START SOURCE DATA

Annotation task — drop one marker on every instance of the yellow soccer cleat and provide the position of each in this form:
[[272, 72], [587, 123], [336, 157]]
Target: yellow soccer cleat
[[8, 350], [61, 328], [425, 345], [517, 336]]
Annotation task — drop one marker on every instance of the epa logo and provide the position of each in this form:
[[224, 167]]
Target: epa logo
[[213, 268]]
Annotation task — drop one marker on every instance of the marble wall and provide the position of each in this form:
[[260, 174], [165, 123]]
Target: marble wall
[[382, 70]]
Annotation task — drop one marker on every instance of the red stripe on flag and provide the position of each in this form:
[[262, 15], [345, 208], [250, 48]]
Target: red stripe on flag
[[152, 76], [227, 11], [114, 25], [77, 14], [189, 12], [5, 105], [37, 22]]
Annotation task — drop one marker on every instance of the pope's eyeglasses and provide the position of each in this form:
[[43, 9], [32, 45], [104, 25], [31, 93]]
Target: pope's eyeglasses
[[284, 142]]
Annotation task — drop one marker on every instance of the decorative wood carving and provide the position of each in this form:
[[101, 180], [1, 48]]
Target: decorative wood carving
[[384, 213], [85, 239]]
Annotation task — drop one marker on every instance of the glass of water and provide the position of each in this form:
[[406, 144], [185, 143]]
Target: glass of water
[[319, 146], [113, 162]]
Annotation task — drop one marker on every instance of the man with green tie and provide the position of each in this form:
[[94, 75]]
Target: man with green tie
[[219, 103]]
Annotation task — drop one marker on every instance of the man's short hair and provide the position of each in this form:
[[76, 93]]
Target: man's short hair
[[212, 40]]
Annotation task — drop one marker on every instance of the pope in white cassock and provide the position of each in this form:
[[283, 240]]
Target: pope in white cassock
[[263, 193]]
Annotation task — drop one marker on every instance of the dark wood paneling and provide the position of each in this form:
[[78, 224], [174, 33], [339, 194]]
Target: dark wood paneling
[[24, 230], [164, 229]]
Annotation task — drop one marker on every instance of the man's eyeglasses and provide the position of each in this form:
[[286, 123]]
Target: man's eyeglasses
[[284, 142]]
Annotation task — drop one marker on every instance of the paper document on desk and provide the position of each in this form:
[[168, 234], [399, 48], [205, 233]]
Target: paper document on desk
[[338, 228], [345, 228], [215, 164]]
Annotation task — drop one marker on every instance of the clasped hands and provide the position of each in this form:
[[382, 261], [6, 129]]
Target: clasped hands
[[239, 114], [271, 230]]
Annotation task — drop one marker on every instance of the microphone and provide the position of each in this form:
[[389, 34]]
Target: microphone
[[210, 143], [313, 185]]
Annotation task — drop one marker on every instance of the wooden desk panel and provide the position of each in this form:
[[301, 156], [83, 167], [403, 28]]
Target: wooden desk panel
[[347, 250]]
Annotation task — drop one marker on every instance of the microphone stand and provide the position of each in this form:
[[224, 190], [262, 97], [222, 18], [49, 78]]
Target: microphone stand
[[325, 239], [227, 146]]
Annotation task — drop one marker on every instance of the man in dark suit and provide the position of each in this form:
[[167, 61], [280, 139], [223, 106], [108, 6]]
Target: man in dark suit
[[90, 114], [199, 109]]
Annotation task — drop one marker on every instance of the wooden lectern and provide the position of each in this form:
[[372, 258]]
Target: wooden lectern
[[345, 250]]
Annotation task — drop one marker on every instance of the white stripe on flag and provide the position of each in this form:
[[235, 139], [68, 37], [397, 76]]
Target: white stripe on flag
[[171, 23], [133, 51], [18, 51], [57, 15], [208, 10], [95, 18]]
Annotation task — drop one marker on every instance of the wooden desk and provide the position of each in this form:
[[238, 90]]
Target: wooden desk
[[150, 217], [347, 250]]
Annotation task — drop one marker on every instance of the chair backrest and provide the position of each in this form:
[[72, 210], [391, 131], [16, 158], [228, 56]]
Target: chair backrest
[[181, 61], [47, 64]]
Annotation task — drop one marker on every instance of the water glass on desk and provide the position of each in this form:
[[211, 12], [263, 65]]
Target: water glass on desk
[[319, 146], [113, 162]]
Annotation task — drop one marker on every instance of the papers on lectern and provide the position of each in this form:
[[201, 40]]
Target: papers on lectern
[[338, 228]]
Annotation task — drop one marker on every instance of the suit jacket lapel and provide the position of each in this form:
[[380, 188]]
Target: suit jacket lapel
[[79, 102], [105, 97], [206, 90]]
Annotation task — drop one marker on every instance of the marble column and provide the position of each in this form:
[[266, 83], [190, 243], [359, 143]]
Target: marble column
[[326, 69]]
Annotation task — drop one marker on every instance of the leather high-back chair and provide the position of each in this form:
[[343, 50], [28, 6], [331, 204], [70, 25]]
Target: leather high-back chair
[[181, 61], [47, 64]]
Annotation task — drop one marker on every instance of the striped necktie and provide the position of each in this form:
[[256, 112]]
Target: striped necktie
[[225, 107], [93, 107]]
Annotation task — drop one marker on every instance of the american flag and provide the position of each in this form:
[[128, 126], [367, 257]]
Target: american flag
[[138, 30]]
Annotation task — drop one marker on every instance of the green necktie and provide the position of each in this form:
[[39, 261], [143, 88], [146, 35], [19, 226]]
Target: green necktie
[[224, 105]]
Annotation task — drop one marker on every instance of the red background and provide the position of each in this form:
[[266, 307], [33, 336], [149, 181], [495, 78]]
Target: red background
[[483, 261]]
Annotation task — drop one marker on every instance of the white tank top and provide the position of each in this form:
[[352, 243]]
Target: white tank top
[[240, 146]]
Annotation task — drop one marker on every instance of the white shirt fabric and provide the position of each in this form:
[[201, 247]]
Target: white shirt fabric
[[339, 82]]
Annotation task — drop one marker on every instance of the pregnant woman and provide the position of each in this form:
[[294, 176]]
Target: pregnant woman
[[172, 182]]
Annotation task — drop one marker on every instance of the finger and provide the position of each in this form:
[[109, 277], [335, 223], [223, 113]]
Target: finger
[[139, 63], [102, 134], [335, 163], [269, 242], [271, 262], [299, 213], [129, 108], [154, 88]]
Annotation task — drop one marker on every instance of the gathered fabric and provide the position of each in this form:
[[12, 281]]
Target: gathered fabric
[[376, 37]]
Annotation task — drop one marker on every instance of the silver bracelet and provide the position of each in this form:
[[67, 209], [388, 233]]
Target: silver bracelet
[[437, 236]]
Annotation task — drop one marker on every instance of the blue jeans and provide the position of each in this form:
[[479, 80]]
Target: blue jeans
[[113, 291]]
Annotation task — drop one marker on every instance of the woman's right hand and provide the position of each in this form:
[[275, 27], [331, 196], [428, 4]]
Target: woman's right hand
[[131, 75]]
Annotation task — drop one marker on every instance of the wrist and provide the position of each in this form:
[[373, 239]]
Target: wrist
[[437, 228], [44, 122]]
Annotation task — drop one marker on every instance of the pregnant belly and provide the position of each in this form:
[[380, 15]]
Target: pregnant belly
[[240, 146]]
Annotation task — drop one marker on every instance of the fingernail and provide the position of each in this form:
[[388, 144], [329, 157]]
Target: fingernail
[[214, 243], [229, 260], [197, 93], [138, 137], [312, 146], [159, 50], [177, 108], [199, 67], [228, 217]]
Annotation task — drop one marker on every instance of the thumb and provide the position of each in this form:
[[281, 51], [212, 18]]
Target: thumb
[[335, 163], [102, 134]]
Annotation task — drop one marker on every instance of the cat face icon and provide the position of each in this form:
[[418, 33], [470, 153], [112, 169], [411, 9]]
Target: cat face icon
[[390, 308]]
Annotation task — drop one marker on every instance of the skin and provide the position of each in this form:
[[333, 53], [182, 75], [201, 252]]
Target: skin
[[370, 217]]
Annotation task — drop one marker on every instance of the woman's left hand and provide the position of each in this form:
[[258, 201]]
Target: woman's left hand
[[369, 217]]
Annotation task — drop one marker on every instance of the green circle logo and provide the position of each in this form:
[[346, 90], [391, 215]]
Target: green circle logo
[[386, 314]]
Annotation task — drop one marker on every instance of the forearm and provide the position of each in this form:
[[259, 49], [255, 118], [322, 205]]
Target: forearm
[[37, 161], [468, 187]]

END SOURCE DATA

→ **PROBLEM REQUIREMENTS**
Above is a listing; print exactly its lines from the one with "the microphone and" through the one with "[[211, 12], [263, 65]]", and no other lines.

→ **ANSWER BOX**
Annotation task — drop one marker on every instance of the microphone and provide the position of each in this form:
[[389, 34]]
Target: microphone
[[210, 143], [313, 185]]
Annotation task — drop one marker on every instance of the wooden desk panel and provide the position of each in this form:
[[301, 156], [83, 167], [403, 28]]
Target: wooden desk panel
[[347, 250]]
Annotation task — drop one marker on every instance of the microphone stand and provide the position of each in this form:
[[224, 190], [262, 97], [222, 18], [49, 78]]
Target: microphone stand
[[325, 239], [227, 146]]
Annotation task — drop one marker on every instance of the man in dark suit and provide the position of each in this form:
[[167, 61], [280, 139], [223, 106], [108, 6]]
Target: man in dark suit
[[90, 114], [199, 109]]
Annotation task — drop one marker on every instance of the wooden lectern and provide the position of each in this form:
[[372, 258]]
Target: wooden lectern
[[345, 250]]
Annotation task — drop one marker on every instance of the white stripe on flag and provide the position of each in this form:
[[235, 139], [68, 37], [397, 76]]
Target: white stripe on flag
[[171, 23], [133, 51], [18, 51], [57, 15], [208, 10], [95, 18]]
Annotation task — drop one marker on every instance of the wooden desk and provide the position of each in this form:
[[238, 90]]
Target: wooden desk
[[150, 217], [347, 250]]
Annotation task — drop one marker on every instance of the chair backrest and provide the position of each in this form:
[[72, 210], [391, 131], [16, 158], [228, 56]]
Target: chair backrest
[[181, 61], [47, 64]]
Annotation task — drop one marker on every instance of the water glass on desk and provide the position of each in this form:
[[211, 12], [263, 65]]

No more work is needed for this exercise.